Задание: Перепечатайте из текста о Большом Терроре фрагмент, который начинается со слов «Сначала хотели ограничиться» и заканчивается словами «спорить. Вот и все.».

====== Исходный текст ======

3. Преступление без наказания

     Один из очень важных уроков Большого Террора состоит в том, что масштаб наказаний совершенно, даже в отдаленной степени, не соответствовал масштабу преступлений.
     Вспоминаю XIX конференцию КПСС. Партийная бюрократия помешала избранию меня делегатом, но милостиво прислала почетный пригласительный билет на все заседания конференции.
     Я оказался на самом верхнем балконе Дворца Съездов (утешало: в обществе Б.Ельцина и Г.Алиева). На трибуне — Виталий Коротич. Он передает в президиум какие-то материалы “узбекского дела”. Меня поразило, что при всех обсуждениях никто, буквально никто не поставил самые первые и самые естественные для страны с опытом Большого Террора два вопроса. Какими методами были получены материалы следствия и особенно показания обвиняемых и свидетелей? И, далее, какой удельный вес занимают признания самих обвиняемых?
     Потом, на первом Съезде народных депутатов, при разборе этого же дела, этих вопросов опять-таки не ставили.
     На днях по телевизору показали суд над участниками царицынского погрома. Главный обвиняемый заявил, что от показаний отказывается, так как их из него выбивали силой. Судья не прекратил процесса. Не вернул дело в прокуратуру. Не потребовал от прокуратуры нового расследования. Он решил... продолжать суд.
     Или вот дело Эдуарда Лимонова. Я не приемлю его национал-большевизм. Но он — настоящий писатель. Его — месяц за месяцем — мордуют пыткой содержания в изоляторе, надеясь сломить его волю.
     Когда я думаю об этих, очень похожих на дела Большого Террора, явлениях — я понимаю, что их первооснова в том, что за Большой Террор в свое время по-настоящему никто не был осужден открытым судом.
     Сначала хотели ограничиться Сталиным и выносом его тела из Мавзолея. Потом осудили Берию и Ежова и несколько сот их подчиненных. Осудили и тех коллег Н.С.Хрущева по Политбюро, которые начали с ним спорить. Вот и все.
     С полным пониманием партактивы, пленумы, конференции принимали от вождей пояснения типа “я боялся”, “все боялись”.
     Но когда один из советских лидеров, кокетливо демонстрируя свою “искренность”, признался известному вождю китайской революции, что все дело в том, что “мы боялись Сталина”, тот с удивлением на него посмотрел и сухо сказал, что в партию коммунисты вступают, будучи готовы, если надо, умереть за дело коммунизма. Намек был прозрачным — и “советский товарищ” с “китайским товарищем” общего языка найти не смогли.

====== Предоставленные данные ======

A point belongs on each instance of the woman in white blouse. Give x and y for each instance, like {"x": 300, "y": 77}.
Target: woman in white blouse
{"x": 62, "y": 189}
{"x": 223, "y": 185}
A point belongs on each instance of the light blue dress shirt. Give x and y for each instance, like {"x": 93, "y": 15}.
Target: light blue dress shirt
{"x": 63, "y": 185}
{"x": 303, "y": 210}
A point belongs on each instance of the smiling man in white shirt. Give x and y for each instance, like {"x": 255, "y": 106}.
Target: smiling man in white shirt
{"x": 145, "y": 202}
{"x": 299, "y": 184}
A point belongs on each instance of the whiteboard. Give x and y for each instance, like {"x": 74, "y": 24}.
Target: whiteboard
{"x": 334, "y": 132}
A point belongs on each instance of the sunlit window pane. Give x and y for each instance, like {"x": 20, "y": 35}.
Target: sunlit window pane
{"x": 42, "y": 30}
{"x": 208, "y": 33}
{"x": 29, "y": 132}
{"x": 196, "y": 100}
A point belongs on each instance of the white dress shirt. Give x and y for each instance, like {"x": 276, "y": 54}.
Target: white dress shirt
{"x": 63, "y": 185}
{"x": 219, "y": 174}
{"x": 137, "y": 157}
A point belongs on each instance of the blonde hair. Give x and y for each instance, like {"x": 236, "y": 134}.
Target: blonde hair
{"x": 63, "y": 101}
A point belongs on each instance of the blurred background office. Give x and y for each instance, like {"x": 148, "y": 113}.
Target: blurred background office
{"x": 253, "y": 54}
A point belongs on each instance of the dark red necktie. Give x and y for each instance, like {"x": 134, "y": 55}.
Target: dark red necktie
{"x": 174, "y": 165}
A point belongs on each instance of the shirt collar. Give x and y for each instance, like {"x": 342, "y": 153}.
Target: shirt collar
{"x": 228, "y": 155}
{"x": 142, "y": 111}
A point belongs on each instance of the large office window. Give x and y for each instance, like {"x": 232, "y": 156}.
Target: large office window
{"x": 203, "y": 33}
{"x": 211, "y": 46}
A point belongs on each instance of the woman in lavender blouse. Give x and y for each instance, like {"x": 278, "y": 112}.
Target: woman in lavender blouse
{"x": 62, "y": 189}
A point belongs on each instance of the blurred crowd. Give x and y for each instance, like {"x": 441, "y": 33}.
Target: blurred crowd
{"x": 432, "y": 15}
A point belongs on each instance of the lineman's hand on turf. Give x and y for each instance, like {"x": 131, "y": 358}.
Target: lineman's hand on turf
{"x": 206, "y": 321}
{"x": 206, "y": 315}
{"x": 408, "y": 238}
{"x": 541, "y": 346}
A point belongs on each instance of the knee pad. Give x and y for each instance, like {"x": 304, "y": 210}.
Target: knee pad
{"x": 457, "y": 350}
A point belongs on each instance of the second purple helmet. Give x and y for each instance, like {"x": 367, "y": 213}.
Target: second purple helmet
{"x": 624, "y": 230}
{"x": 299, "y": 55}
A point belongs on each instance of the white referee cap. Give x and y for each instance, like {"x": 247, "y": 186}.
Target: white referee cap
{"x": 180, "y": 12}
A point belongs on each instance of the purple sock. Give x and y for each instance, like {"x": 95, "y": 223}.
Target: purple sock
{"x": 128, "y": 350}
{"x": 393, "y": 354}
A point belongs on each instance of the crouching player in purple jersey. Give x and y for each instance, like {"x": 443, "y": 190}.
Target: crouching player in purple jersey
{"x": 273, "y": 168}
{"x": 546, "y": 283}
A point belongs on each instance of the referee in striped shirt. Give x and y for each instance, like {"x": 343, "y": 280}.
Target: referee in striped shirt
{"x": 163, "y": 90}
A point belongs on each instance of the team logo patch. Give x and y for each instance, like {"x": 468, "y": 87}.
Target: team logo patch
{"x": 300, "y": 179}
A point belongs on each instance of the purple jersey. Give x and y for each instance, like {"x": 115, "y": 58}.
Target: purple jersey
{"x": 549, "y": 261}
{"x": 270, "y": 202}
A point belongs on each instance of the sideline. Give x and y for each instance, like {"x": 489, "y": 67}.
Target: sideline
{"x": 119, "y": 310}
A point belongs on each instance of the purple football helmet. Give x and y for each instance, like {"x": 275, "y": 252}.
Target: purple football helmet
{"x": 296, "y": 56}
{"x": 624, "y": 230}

======

Ответ:
Сначала хотели ограничиться Сталиным и выносом его тела из Мавзолея. Потом осудили Берию и Ежова и несколько сот их подчиненных. Осудили и тех коллег Н.С.Хрущева по Политбюро, которые начали с ним спорить. Вот и все.